Extracted information: Begin

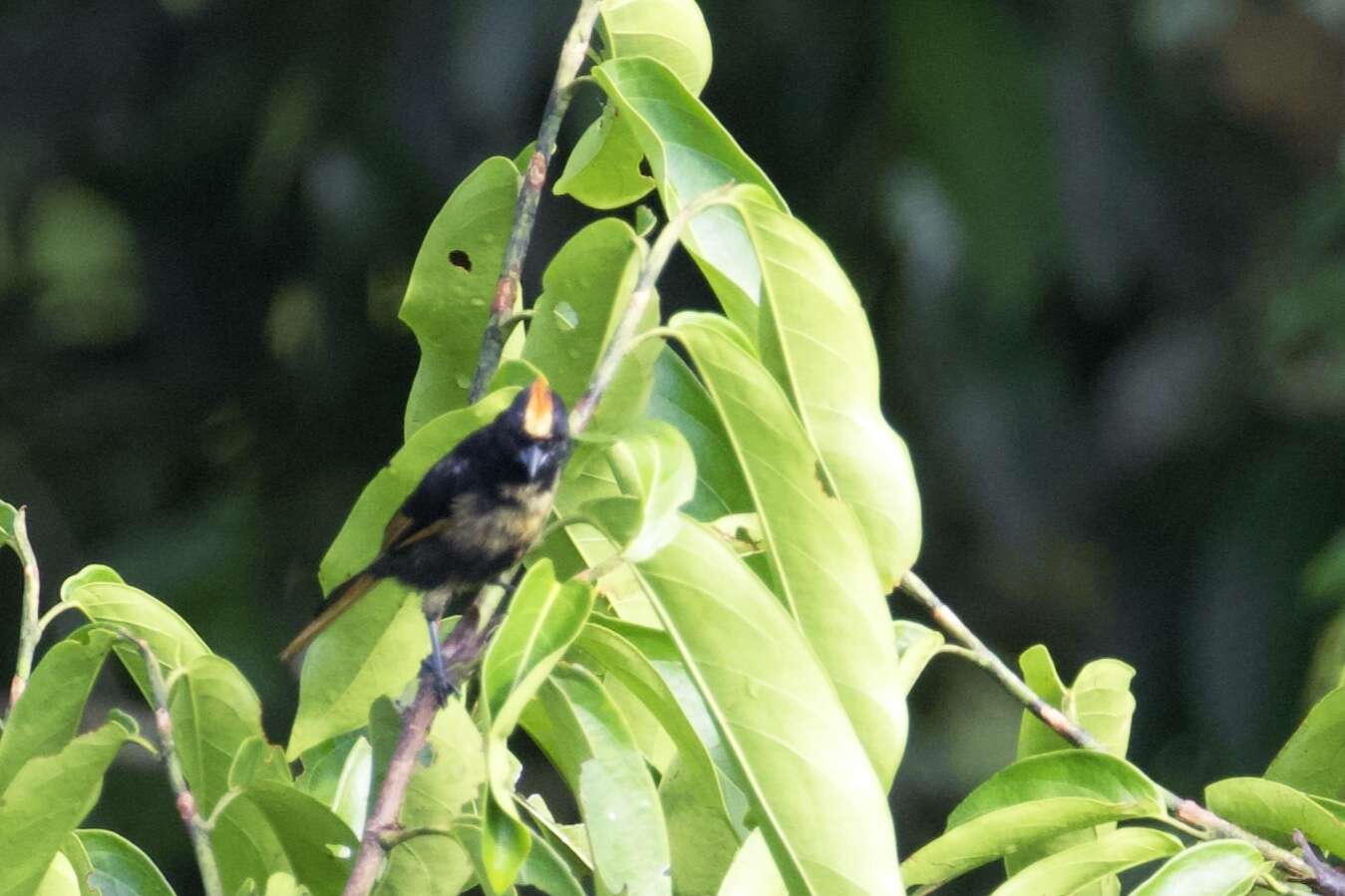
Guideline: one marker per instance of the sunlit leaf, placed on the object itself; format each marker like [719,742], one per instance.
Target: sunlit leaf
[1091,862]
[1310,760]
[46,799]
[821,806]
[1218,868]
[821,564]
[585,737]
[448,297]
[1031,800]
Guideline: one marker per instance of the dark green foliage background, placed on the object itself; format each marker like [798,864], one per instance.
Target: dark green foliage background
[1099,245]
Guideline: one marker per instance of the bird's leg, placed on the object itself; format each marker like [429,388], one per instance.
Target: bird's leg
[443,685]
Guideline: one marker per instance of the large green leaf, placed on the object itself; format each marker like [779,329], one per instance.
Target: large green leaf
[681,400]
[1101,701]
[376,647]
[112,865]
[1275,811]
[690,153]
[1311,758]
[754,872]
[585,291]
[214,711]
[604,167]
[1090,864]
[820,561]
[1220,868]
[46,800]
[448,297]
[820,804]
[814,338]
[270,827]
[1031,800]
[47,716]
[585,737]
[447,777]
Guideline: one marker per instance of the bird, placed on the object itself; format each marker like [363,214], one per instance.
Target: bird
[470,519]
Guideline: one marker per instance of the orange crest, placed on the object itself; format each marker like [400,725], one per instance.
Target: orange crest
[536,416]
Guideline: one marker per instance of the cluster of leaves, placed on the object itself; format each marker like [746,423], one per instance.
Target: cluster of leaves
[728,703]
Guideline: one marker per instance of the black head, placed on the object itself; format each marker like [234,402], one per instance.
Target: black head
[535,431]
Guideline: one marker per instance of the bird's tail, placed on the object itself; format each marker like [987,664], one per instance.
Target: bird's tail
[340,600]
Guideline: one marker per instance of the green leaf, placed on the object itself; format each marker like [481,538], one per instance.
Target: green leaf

Extracted information: End
Extracted information: Begin

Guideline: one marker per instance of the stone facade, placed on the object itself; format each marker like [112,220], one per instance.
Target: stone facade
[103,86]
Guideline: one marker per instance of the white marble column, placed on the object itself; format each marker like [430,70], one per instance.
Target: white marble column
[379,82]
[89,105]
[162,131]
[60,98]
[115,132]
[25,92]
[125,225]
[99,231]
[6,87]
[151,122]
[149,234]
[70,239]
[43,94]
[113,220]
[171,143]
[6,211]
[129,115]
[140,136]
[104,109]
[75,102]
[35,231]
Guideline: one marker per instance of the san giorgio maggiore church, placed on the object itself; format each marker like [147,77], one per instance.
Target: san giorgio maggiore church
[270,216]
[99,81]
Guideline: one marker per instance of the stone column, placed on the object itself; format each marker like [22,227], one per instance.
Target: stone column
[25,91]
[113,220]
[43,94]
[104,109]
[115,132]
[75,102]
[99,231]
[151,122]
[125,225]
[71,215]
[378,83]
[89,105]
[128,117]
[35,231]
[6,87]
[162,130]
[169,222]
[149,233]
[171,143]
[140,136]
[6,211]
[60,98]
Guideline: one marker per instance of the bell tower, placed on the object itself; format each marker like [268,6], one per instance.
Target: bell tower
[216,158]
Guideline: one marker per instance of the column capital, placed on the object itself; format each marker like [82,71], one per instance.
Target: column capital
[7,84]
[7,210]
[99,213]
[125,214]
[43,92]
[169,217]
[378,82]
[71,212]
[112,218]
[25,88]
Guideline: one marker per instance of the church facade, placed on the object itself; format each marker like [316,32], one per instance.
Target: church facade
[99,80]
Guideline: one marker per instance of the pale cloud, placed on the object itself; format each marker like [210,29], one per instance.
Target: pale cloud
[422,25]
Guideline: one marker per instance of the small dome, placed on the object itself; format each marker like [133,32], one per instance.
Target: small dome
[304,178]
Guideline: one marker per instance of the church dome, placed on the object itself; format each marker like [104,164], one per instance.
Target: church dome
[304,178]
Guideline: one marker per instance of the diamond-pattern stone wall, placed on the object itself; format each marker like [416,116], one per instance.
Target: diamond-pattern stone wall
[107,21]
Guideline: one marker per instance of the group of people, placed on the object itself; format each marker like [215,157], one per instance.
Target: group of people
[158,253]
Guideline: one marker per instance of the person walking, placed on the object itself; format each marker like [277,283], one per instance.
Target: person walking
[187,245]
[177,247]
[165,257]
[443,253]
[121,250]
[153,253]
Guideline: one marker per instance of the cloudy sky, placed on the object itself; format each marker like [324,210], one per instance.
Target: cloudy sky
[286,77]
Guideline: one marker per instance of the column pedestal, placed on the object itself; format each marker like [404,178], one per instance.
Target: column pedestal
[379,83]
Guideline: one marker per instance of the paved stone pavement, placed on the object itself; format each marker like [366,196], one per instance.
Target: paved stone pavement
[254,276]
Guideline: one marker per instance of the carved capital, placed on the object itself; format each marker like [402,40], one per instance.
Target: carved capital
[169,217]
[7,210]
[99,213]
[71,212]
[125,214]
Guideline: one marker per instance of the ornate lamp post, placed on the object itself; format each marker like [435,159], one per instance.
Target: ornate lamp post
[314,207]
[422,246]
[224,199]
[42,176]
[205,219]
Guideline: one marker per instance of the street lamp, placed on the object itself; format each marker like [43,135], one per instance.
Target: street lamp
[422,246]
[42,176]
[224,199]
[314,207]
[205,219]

Extracted information: End
Extracted information: Begin

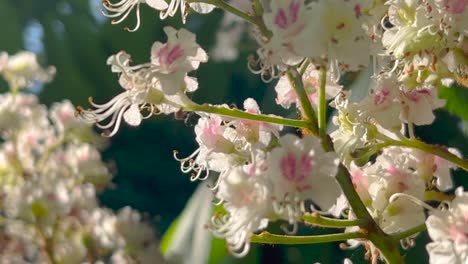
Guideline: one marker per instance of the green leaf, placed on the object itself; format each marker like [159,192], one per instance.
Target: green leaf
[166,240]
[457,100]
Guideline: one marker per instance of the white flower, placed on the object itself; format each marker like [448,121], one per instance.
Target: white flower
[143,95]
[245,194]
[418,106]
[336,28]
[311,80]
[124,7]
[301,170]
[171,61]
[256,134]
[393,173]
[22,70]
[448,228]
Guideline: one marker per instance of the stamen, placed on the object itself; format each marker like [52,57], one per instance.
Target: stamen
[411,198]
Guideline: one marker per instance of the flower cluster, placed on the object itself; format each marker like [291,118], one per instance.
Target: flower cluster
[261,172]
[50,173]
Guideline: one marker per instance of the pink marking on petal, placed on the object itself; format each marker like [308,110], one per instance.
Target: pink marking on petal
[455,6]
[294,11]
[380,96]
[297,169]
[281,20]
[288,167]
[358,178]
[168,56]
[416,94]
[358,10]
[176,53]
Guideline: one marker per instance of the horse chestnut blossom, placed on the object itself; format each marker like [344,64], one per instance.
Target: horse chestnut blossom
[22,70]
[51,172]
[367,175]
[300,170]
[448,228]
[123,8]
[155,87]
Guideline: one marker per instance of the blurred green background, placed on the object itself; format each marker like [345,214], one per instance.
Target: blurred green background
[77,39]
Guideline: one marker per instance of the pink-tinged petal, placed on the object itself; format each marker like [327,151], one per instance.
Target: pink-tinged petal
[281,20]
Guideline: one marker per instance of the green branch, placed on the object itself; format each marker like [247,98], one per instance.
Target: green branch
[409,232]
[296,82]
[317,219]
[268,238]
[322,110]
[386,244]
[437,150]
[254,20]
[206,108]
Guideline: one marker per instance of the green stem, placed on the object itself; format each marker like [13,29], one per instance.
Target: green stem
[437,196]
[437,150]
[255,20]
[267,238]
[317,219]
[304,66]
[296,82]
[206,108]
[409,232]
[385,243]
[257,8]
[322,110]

Extracted information: End

- [About this exercise]
All lines in the data above from the one with "Guideline: one marker per instance of the sunlit" through the one with "Guideline: one marker per instance of the dark" must be repeated exactly, and no others.

- [Task result]
Guideline: one marker per instance of the sunlit leaf, placed on the object itself; format each marker like [719,742], one per instance.
Target: sunlit leaf
[1091,862]
[1310,760]
[46,799]
[821,806]
[1218,868]
[821,564]
[585,737]
[448,297]
[1031,800]
Guideline: one marker per instance of the dark green foliage background, placed on the object itself; format each marker like [798,864], one per instance.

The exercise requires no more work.